After Taiwan’s Opposition, the Democratic Progressive Party (DPP), won the legislative by-elections, underground radio stations triumphantly broadcast the news of the victory. The radio presenters didn’t forget to remind their audience: “Taiwan has succeeded! We have taught the Kuomintang government a lesson! But after having taught a lesson, let’s not forget our health – dear supporters, pick up the phone, and order our health products! For Taiwan!”
According to the US Renal Data System’s (USRDS) 2009 annual report, no other country in the world has a higher rate of dialysis patients than Taiwan. The five areas where the clinical blood filtering treatment for people who have suffered kidney failure are practiced the most often are Chiayi City, Pingdong County, Tainan County, Nantou County und Kaohsiung County. Is it a coincidence that these five areas are the very same areas where the underground radio stations broadcast?
Until 1987, Taiwan was a dictatorship, governed through martial law. Since 1996, the Taiwanese elect their leaders freely and democratically. That this has been made possible is something the underground radio stations deserve credit for, since they were originally established to secretly broadcast propaganda against the Kuomintang (KMT) regime under Chiang Kai-shek’s son, President Chiang Ching-kuo.
From the moment the present-day KMT won the last presidential elections with Ma Ying-jeou as the candidate for the country’s top post, the underground radio stations, just like in the old days, started telling the government off. In the whole of Taiwan, their number is currently estimated to be around 190. Most of the makeshift stations are concentrated in the country’s center and south, the DPP’s traditional strongholds.
The anti-KMT broadcasters are still run illegally, and since illegality tends to bring about the non-existence of advertisement revenue, most of the presenters rely on the sale of pharmaceutical products to make a living. This is how a strange symbiosis of quackery and politics comes into being.
“Ms. Xiumei, you slept well with the pills I sold you last time, didn’t you?” Presenter Jianzai receives his audience’s telephone calls live on air. Jianzai is good at flirting, and Ms. Xiumei giggles into her phone.
Chit-chat is his special subject. Jianzai sells cooking pots, cotton socks, medical products and charms in his shows. Especially women in their late fifties are enthusiastic about presenter Jianzai, who every now and then during his broadcasts drums up support for the DPP.
“Mr. Gangbo, are the cabbages behind your house ready for harvest yet?” Jianzai receives the next call and begins his cheerful talk. Actually, he doesn’t know where Mr. Gangbo lives, but Mr. Gangbo mentioned the cabbages the last time he called, and Jianzai always takes detailed notes during the talk show.

[Region descriptions in natural language]
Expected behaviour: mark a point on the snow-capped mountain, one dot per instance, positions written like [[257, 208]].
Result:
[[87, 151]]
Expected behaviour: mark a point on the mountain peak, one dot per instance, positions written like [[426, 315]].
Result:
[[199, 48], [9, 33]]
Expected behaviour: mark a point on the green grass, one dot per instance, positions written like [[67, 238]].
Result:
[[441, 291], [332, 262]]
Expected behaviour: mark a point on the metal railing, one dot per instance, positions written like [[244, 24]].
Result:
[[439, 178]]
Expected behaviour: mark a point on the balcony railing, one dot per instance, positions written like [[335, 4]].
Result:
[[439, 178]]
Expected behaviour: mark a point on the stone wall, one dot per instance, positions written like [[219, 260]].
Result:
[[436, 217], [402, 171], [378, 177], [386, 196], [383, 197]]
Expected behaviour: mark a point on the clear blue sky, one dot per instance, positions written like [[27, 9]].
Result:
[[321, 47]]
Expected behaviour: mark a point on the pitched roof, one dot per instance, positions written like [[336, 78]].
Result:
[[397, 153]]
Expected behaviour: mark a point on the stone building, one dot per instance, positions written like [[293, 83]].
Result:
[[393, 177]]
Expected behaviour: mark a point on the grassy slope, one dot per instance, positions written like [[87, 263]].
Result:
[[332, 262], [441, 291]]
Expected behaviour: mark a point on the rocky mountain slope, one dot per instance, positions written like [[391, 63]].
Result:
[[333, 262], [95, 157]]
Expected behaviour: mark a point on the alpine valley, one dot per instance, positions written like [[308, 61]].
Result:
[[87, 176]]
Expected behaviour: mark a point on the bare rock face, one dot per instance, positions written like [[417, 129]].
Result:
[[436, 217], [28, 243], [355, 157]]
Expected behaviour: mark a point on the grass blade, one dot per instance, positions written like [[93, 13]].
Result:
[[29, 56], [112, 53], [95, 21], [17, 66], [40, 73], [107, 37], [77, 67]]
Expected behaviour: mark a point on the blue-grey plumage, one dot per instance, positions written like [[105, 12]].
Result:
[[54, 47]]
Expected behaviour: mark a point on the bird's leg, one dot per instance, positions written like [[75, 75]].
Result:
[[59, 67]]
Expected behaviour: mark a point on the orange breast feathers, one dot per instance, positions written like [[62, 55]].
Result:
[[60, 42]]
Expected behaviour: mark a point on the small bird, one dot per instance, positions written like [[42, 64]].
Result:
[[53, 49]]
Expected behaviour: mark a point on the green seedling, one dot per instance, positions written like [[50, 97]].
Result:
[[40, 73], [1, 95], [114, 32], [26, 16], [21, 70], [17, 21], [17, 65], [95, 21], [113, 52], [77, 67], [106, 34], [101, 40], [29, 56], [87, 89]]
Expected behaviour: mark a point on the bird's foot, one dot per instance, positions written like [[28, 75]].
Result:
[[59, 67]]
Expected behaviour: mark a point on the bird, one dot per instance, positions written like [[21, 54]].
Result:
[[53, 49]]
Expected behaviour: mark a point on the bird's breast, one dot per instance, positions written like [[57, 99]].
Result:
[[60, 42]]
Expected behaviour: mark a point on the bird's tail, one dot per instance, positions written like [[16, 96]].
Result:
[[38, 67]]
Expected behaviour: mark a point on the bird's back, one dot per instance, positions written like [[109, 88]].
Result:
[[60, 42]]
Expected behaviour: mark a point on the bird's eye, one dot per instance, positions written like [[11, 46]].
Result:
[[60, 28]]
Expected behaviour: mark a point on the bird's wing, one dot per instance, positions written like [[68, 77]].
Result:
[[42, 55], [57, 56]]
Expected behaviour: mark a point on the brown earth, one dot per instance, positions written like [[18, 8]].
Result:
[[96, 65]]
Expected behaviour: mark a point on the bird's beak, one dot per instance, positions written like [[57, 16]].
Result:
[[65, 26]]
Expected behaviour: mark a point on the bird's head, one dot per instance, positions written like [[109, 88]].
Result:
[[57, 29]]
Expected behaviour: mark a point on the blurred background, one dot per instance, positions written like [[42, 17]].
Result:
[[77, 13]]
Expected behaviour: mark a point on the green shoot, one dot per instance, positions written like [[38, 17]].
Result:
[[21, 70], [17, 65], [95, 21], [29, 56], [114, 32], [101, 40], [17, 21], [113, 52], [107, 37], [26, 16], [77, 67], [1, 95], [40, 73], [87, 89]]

* [WHAT THIS EXERCISE ASKS]:
(a) Answer these questions from the article on Taiwan's underground radio stations:
(i) Which country has the highest rate of dialysis patients, according to the USRDS 2009 annual report?
(ii) About how many underground radio stations are estimated to exist across Taiwan?
(iii) Until what year was Taiwan a dictatorship governed through martial law?
(b) Write out the article on Taiwan's underground radio stations from "The anti-KMT broadcasters" to "comes into being.".
(c) Continue the article on Taiwan's underground radio stations from the point where it stops.
You won't need the rows for this work.

* [RESPONSE LIST]:
(a)
(i) Taiwan
(ii) Around 190
(iii) 1987

(b)
The anti-KMT broadcasters are still run illegally, and since illegality tends to bring about the non-existence of advertisement revenue, most of the presenters rely on the sale of pharmaceutical products to make a living. This is how a strange symbiosis of quackery and politics comes into being.

(c)
The trick pays off. As soon as the cabbages have been mentioned, Mr. Gangbo orders a few packages of ‘energy’ pills.
“I wouldn’t be able to sell so much of that medicine if I weren’t good at talking”, the underground radio station presenter Jianizai says, not without a hint of pride, “it works especially well with the older farmers.”
Only a stone’s throw away from Jianzai’s studio – an old shipping container – the farmer Lin Quan-sheng stands on his field and does what a farmer usually does: he weeds. Every other minute, a voice croaks from the little radio in his pocket: “If you ever happen to have this kind of headache, dial the toll-free information number…”
A female voice adds stringently: “…do a good deed and recommend our health products to your extended family!”
Farmer Lin has dialed the numbers many times, and also has made countless endorsements.
The 65-year old is, like almost all Taiwanese, covered by the national health insurance, but puts his stakes on self-medication nonetheless.
The health problems that this phenomenon seems to bring about are worrying.
In a TV interview, the vice-president of Kaohsiung’s E-Da hospital Yu Tsan-jung and the specialist on renal diseases Zhang Min-yu jointly declared that the number of Taiwanese citizens who suffer from kidney failure due to wrong self-medication is constantly increasing.
Yu and Zhang said that they have to assume that there is a connection between the exceptionally high occurrence rate of renal diseases in the south of Taiwan and the underground radio stations’ sales of pharmaceutical products.
In spite of this, presenter Jianzai continues mixing the promotion of his medicine with politics: “Ah, Ms. Ayu! You haven’t called in a long time, have you? I thought you and your family might have gone to Taipei to demonstrate against Ma Ying-jeou!”